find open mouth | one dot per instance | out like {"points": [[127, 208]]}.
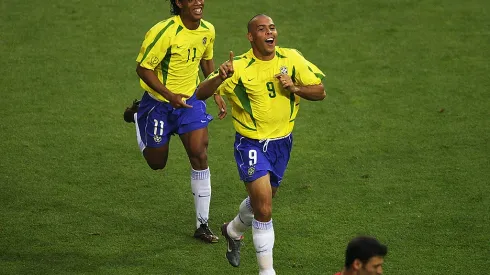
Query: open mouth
{"points": [[197, 11], [270, 41]]}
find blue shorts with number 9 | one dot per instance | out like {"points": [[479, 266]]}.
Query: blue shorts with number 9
{"points": [[256, 158]]}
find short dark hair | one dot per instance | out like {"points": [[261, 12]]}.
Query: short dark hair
{"points": [[249, 24], [363, 248], [174, 9]]}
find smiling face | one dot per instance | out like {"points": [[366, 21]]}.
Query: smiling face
{"points": [[191, 10], [262, 35]]}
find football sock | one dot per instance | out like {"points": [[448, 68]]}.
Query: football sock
{"points": [[263, 237], [201, 189], [242, 221]]}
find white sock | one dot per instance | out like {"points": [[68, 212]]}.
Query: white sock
{"points": [[201, 189], [263, 235], [242, 221]]}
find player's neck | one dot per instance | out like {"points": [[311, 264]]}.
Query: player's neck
{"points": [[189, 24], [262, 57]]}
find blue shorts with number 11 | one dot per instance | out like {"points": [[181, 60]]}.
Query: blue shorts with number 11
{"points": [[256, 158]]}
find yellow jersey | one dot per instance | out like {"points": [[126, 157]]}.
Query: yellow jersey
{"points": [[260, 107], [174, 53]]}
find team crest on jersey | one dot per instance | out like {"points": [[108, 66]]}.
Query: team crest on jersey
{"points": [[154, 61], [251, 170], [283, 70]]}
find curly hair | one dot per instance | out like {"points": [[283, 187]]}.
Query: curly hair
{"points": [[174, 9]]}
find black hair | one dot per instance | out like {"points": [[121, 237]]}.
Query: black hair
{"points": [[249, 24], [363, 248], [174, 9]]}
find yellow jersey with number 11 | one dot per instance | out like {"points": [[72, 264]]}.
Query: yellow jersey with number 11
{"points": [[174, 53]]}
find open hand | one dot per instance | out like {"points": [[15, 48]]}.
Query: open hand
{"points": [[221, 106], [226, 69]]}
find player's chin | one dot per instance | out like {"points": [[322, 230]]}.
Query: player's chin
{"points": [[197, 16]]}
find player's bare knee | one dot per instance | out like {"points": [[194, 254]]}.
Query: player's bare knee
{"points": [[157, 166]]}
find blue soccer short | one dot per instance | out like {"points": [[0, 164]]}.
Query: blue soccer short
{"points": [[156, 121], [256, 158]]}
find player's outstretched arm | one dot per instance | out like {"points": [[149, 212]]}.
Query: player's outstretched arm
{"points": [[210, 85], [309, 92]]}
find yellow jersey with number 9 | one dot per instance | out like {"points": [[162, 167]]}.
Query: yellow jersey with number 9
{"points": [[174, 53], [261, 108]]}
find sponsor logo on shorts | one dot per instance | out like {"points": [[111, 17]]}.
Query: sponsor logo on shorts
{"points": [[251, 170]]}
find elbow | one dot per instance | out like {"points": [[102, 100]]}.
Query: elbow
{"points": [[138, 70], [322, 96], [199, 94]]}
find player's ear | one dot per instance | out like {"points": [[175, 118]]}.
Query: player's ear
{"points": [[179, 3], [250, 37]]}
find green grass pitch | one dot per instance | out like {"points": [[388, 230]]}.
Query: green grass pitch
{"points": [[399, 149]]}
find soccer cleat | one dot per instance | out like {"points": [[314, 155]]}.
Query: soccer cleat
{"points": [[233, 249], [205, 234], [130, 111]]}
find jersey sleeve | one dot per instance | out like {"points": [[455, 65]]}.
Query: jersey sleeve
{"points": [[154, 47], [209, 52], [306, 73]]}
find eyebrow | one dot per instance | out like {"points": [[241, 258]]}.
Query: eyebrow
{"points": [[264, 25]]}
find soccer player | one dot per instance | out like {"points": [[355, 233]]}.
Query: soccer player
{"points": [[364, 256], [168, 67], [264, 86]]}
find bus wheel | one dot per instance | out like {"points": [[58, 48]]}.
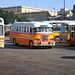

REQUIRED WORK - How many lines in the entries above contain the string "sponsor"? Reply with the number alone.

WORKED SOLUTION - 2